* DATA TO USE
((
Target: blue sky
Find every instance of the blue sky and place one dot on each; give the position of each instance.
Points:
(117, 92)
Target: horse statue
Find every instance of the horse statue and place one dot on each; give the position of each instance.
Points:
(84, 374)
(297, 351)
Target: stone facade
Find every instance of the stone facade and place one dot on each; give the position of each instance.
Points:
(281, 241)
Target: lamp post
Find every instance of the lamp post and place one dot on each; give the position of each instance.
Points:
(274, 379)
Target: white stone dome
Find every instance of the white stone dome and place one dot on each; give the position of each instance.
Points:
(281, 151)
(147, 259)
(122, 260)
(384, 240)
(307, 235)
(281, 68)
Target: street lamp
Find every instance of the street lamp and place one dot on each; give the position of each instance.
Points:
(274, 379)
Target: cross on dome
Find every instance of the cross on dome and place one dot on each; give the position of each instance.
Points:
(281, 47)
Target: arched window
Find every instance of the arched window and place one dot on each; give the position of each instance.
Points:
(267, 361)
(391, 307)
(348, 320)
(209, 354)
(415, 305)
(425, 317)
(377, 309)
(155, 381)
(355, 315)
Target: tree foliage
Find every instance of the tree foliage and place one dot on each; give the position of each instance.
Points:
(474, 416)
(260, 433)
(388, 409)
))
* BRIEF
Line by line, transcribe the material above without leaving anything out.

* EXERCISE SOLUTION
Target: blue sky
Find every instance of the blue sky and place one dot on each; give the position of each instance.
Points:
(117, 92)
Target: horse statue
Find every instance of the horse statue and place one dot on each; give the position of each instance.
Points:
(84, 374)
(297, 351)
Target: stone facade
Find every instance of the stone facade and place one dot on each; give the position of each instance.
Points:
(281, 241)
Target: lamp post
Find every instance of the lamp post and place one dot on each; give the position of each instance.
Points:
(274, 379)
Target: white stone dome
Find every instance of the white stone dome and place one dot on each; give the position of each instance.
Points:
(281, 151)
(147, 259)
(122, 260)
(384, 240)
(307, 235)
(281, 68)
Target: street lamp
Find every instance of the street lamp and place one dot on each; give the position of each instance.
Points:
(274, 379)
Target: cross on dome
Find every instance of the cross on dome and place one dot on each; give the position of each instance.
Points:
(281, 47)
Target: arched window
Find every instance of the arched window and place one dot on each; give the position of each instance.
Points:
(267, 361)
(391, 307)
(348, 320)
(209, 354)
(415, 305)
(425, 317)
(377, 309)
(155, 381)
(355, 315)
Target: tree foliage
Find every instance of the tree foliage and place one dot on each; give the position of each instance.
Points:
(474, 416)
(260, 433)
(388, 409)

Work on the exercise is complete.